» **DATASET RECORDS**:
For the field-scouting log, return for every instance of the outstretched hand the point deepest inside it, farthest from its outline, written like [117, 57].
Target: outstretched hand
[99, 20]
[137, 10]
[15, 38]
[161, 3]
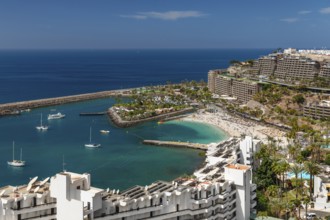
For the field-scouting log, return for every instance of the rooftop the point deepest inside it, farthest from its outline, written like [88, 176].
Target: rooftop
[238, 166]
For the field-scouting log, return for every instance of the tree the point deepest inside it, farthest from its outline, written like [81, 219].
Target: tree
[327, 159]
[296, 169]
[299, 99]
[280, 168]
[264, 175]
[313, 169]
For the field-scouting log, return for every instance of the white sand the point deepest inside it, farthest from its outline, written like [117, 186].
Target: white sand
[235, 126]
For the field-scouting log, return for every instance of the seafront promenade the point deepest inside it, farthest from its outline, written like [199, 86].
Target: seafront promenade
[16, 107]
[176, 144]
[118, 121]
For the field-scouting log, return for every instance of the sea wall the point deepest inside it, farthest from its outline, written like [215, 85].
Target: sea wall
[15, 107]
[117, 120]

» **INSTRUCTIONS TO FOLLOW**: Reproduce every line of the listing above, requests included and pictures omitted, adding -38 to each coordinate in the answer points. Leave the request text and its sample points unchanged.

» **THE OUTPUT**:
For the field-scouting log, return for every instance of the outstretched hand the point deepest inside it, farthest from its outline, written like [117, 57].
Target: outstretched hand
[61, -18]
[99, -28]
[-23, 0]
[123, -35]
For the field-scouting log, return for every instance of the rooftop the point deepest inside it, farthest from its outline, written like [88, 176].
Target: rooftop
[200, 128]
For the field-scouting log, return for every instance of the tree the point deepest inside it, farthest from its outline, written like [81, 219].
Target: tree
[289, 121]
[258, 131]
[261, 61]
[242, 130]
[226, 137]
[275, 131]
For the field-scouting log, return for every instance of the white sand the point deepest inside it, farthest from its outline, written like [117, 186].
Target: white sand
[197, 88]
For the field-scouting log, return for every instance of the seafront promenade the point deepest inside it, farthest from its outline, written like [199, 86].
Target: seafront promenade
[-22, 69]
[138, 106]
[80, 83]
For the field-scouting log, return for every instance of the sea wall the point deepest inside it, farthest from its outline, written like [215, 85].
Target: sea wall
[-23, 69]
[79, 82]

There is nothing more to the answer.